__Document excerpt__:
----

If "the Squall" -- a honking, throat-clearing verbal tic that sounds
at times like a prelude to cardiac arrest -- was taken straight from the
church, so were other aspects of Bobby Bland's act. "You could go out
on Saturday night and have a ball," he told Guralnick, "but on Sunday
church was a must." Lyrics were inspired by gospel songs and scripture;
"Yield not to temptation (while I'm gone)," he commanded in one song,
while "You're the One" twisted a familiar lyric thusly:
"Nobody knows the trouble I've seen/Nobody knows but you."
For in the songs that Bland sang -- songs specifically crafted for
his act -- there is always a sense of identification with another. It is
not the loneliness of one he sings about but the loneliness of two.
"You know how it feels," he sang in the epic 1959 song "Lead Me On,"
"you understand/What it is to be a stranger/In this unfriendly land."
Here the singer plays both Orpheus and Eurydice, reaching out a hand to
lead and be rescued, simultaneously.
Is it any wonder the women all went ape-shit for Bobby "Blue" Bland?

----

__Questions to answer__:
a: In the passage on Bobby Bland, what did Bland tell Guralnick was a must on Sunday?
b: Rewrite the part of the passage on Bobby Bland starting at "For in the songs" and ending at "be rescued, simultaneously.", swapping "stranger" for "outsider".
c: Extend the passage on Bobby Bland, picking up after its final sentence.
The entries that follow have no connection to the passage on Bobby Bland.

__Source data__:
----

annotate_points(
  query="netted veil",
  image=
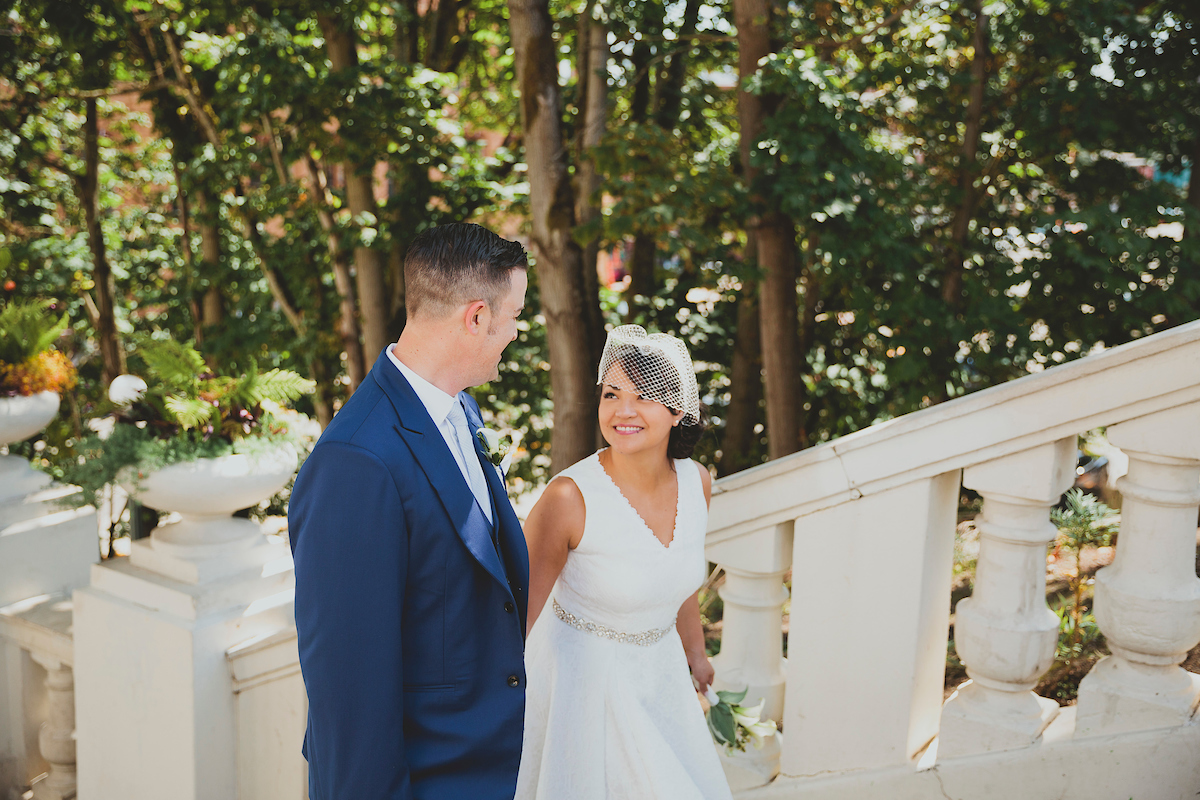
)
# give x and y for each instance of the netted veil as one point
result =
(657, 366)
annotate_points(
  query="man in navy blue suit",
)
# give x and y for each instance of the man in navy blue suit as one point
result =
(412, 570)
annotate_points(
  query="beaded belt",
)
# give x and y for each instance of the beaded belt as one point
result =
(645, 638)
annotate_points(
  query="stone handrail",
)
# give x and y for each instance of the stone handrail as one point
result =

----

__Answer set__:
a: Church was a must on Sunday.

b:
For in the songs that Bland sang -- songs specifically crafted for
his act -- there is always a sense of identification with another. It is
not the loneliness of one he sings about but the loneliness of two.
"You know how it feels," he sang in the epic 1959 song "Lead Me On,"
"you understand/What it is to be a outsider/In this unfriendly land."
Here the singer plays both Orpheus and Eurydice, reaching out a hand to
lead and be rescued, simultaneously.

c:
While most blues singers were dusting their broom or throwing their
women out the door, Bland was embracing commitment. He made
responsibility sound downright sexy. Between 1959 and 1963, with a
series of hits with titles like "I'll Take Care of You", "Don't Cry No
More" and "That's the Way Love Is," Bland brought the blues into the
bedroom and paved the way for the seductive sounds of soul. His
influence could be heard in the later recordings of crossover artists
like Otis Redding and Sam Moore, and even white boys like Welshman Tom
Jones.
But try and hear Bobby "Blue" Bland
"Without a warning, you broke my heart/You took it darlin' and you tore it apart You left me sitting in the dark crying/You said your love for me was dying." -- "Turn On Your Love Light," 1961
Bland saw some crossover success himself with songs like "Turn on
Your Love Light," a great tune that could be a blueprint for many of his
best records. The jubilee-style big-brass opening sets up the
listeners' expectations for something happy -- until Bland's big
baritone comes in and cuts the melody off at the knees. By the time he
hits the chorus, beseeching his fickle lover -- "Turn on your light! Let
it shine on me!" -- the song has moved right back into church even as
two drummers jive with the singer. It is a supremely sad song in an
almost joyous setting, and the tension these conflicting forces create
is still breathtaking.
But for all his successes, Bland was not getting rich. With
label-mate Junior Parker he toured constantly (under the banner "Blues
Consolidated"), staying loyal to Robey even as friends pointed out that
he was getting ripped off. "I've had several offers, you know," he told
Jim and Amy O'Neal in the periodical Living Blues, "but this was the
first offer that really got me out of the gutter, was Duke label. So I
feel more or less partial to the company."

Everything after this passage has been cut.